Your goal. Which lines in the items below contain the word "boot"? Copy out each of those lines in full.

Listing.
start

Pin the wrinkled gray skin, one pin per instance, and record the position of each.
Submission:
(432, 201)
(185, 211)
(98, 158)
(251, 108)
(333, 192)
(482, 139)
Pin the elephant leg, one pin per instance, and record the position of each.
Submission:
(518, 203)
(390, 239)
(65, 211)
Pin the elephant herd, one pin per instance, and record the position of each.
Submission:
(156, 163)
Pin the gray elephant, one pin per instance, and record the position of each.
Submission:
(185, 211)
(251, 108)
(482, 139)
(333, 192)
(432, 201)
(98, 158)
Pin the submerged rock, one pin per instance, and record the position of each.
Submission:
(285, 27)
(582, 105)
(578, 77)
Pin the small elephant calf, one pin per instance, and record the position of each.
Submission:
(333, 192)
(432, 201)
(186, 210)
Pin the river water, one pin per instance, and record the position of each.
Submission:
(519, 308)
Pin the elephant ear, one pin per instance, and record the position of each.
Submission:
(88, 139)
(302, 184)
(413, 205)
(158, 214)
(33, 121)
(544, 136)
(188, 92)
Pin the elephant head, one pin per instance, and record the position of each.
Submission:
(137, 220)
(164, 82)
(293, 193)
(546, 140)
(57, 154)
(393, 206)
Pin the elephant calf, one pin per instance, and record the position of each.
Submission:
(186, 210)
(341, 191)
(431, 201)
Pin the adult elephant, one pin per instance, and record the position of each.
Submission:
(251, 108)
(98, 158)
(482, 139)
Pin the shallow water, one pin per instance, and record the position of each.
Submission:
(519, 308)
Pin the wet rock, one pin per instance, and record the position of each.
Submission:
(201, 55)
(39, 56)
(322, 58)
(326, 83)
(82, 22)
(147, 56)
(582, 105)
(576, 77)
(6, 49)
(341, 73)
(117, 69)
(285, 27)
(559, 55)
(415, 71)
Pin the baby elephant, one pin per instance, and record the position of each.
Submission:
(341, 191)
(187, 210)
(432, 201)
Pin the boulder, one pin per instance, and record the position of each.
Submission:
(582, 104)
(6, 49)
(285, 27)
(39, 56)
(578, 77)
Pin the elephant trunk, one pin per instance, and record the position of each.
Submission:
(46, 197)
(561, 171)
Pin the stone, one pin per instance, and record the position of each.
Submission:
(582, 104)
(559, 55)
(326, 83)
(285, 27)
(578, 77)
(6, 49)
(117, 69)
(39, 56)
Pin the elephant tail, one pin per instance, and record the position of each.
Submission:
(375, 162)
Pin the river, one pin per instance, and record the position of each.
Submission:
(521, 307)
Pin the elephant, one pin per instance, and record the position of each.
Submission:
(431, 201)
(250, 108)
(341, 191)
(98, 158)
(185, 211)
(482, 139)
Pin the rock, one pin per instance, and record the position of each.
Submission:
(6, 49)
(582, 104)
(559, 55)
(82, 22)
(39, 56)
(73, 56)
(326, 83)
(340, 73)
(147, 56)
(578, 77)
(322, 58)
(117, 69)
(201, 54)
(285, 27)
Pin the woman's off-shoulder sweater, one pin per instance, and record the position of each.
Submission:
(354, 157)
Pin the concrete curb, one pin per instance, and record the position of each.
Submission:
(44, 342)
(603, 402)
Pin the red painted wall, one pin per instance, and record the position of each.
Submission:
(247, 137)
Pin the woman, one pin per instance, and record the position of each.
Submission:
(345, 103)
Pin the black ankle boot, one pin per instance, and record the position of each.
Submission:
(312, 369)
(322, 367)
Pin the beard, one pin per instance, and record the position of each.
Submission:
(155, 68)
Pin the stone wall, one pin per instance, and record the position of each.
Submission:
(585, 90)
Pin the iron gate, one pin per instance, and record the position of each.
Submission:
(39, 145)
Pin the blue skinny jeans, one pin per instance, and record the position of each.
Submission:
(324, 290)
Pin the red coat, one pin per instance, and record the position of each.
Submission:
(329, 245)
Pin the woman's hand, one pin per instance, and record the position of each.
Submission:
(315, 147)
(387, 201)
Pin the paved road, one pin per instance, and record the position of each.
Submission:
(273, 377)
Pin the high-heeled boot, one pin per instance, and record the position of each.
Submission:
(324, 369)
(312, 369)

end
start

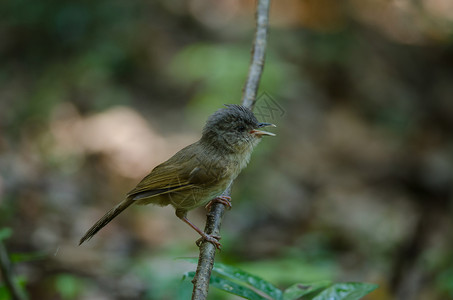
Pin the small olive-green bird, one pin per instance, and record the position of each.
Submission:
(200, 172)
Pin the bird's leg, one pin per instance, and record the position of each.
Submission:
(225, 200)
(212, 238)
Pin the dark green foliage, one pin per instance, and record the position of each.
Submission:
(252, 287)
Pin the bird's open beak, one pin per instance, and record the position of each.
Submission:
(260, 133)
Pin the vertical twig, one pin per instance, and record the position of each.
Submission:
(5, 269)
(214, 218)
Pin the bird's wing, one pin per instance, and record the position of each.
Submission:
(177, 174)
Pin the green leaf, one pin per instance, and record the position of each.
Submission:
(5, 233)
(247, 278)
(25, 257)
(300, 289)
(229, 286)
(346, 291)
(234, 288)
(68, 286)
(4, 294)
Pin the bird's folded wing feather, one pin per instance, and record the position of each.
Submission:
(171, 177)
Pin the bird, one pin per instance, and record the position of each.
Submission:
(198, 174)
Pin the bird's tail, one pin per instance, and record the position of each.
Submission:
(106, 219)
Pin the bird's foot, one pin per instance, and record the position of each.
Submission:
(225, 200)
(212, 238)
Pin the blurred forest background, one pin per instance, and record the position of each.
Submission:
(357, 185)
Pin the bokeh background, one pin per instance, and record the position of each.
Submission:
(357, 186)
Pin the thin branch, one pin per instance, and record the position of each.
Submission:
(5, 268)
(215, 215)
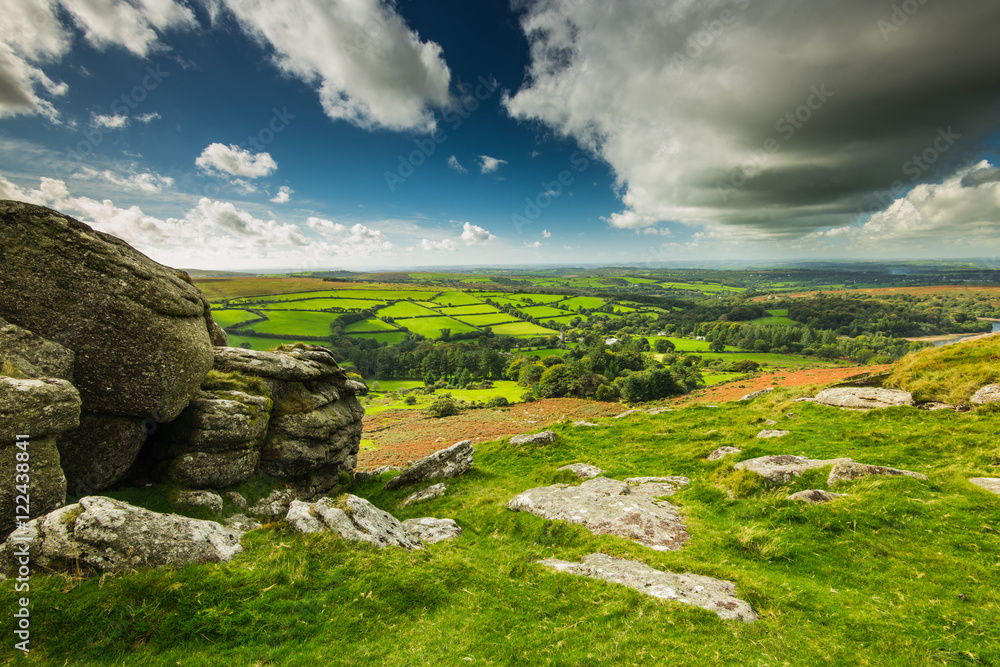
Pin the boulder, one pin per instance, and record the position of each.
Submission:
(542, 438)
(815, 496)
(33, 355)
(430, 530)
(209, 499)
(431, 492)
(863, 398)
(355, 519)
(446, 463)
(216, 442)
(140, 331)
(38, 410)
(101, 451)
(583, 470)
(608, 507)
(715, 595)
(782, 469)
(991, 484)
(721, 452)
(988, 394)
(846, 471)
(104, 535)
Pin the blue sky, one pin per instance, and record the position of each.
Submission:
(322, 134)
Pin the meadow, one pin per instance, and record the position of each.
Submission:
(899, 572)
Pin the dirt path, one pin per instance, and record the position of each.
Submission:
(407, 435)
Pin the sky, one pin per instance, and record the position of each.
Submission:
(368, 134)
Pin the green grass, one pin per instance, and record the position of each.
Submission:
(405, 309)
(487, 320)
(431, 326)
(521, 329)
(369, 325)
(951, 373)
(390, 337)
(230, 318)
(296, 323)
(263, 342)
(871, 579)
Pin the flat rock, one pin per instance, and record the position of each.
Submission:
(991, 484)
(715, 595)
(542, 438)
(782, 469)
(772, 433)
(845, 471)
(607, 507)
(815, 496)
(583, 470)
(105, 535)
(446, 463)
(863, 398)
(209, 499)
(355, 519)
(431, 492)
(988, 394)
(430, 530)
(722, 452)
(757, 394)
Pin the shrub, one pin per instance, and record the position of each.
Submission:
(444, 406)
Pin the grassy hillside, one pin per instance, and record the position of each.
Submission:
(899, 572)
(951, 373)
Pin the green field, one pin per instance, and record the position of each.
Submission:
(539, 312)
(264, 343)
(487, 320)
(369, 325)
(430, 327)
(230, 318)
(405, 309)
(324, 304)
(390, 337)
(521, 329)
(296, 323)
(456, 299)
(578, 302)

end

Solution below.
Pin the black ankle boot, one pin per instance, and record the position of each.
Pin the high-heeled boot, one pin per instance, and record the position of each.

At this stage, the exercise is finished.